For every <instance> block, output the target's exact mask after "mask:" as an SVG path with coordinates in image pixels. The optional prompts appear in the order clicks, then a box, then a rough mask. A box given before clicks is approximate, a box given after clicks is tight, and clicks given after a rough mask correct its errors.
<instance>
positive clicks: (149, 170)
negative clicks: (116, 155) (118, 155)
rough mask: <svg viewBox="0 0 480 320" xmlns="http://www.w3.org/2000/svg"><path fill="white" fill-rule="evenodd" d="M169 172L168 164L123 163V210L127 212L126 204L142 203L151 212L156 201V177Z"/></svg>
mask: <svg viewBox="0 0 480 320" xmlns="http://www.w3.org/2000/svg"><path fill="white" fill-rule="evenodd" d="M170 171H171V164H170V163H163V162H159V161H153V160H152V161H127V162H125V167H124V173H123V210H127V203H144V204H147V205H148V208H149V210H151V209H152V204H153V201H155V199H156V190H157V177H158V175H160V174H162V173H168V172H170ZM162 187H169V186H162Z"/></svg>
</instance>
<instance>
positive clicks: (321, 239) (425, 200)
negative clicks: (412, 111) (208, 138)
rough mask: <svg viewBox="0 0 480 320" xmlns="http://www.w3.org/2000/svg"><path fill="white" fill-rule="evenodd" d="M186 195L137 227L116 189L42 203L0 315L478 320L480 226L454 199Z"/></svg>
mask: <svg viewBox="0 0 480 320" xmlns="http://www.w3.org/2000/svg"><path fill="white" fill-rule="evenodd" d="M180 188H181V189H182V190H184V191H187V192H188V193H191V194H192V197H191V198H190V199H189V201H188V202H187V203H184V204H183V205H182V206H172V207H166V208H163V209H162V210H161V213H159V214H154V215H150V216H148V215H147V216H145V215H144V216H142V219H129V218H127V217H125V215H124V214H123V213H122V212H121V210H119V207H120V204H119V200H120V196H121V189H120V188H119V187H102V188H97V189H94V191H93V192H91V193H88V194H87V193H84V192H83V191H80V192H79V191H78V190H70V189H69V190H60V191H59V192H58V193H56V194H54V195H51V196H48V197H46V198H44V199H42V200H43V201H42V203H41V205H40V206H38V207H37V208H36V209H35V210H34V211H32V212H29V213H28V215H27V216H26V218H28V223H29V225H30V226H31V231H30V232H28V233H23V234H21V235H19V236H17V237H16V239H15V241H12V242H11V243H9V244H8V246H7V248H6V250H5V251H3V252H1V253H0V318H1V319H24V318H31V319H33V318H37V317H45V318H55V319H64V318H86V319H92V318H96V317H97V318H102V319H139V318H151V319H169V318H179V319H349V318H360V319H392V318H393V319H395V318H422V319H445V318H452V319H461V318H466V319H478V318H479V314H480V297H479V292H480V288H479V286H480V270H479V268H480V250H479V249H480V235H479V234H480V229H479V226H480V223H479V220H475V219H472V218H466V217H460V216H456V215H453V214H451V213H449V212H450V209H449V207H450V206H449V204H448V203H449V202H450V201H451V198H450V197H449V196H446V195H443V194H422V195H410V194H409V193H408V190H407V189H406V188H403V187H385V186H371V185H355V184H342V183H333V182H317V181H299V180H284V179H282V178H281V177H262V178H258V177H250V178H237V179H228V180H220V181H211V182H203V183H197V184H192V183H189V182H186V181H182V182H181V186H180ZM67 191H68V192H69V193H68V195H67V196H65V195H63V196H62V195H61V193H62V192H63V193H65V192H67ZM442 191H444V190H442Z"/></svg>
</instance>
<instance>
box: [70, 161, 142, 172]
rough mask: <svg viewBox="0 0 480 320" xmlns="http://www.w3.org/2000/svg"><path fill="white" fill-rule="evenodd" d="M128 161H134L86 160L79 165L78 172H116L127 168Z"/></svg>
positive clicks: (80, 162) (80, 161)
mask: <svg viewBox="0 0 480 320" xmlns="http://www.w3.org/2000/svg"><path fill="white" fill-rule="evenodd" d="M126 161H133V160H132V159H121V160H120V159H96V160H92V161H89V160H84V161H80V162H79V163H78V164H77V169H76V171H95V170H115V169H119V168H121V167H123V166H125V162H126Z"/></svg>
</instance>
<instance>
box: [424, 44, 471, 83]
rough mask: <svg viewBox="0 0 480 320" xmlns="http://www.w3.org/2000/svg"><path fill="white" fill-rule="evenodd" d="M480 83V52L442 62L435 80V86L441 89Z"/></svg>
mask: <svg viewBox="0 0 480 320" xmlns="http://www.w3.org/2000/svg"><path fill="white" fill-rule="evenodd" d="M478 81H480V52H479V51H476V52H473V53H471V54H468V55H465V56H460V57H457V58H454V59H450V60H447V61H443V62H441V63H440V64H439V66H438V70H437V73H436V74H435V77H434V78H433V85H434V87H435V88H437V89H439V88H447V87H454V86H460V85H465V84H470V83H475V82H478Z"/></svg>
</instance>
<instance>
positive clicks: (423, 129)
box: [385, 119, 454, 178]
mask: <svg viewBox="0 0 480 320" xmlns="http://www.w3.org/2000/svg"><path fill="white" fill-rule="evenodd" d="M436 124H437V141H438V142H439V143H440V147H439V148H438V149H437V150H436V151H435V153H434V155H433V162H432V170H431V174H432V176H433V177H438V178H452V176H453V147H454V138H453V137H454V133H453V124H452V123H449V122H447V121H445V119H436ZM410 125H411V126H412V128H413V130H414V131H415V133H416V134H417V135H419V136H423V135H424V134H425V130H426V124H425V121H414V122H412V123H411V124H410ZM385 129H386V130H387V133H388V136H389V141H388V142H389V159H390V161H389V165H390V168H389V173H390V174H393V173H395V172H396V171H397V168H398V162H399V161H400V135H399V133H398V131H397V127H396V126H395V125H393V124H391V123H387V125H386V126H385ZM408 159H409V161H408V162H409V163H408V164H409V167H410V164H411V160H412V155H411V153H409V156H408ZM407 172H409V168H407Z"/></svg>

• About this exercise:
List every line of the data above that contains the word "clicks", reproducing each such line in full.

• Solution to this problem:
For every <instance> block, output the target's exact mask after "mask:" as an SVG path with coordinates in image pixels. The optional prompts appear in the order clicks, then a box, then a rough mask. A box given before clicks is approximate, a box given after clicks is tight, and clicks given after a rough mask correct its errors.
positive clicks: (149, 170)
negative clicks: (116, 155) (118, 155)
positive clicks: (321, 239) (425, 200)
negative clicks: (412, 111) (208, 138)
positive clicks: (80, 162) (80, 161)
positive clicks: (423, 129)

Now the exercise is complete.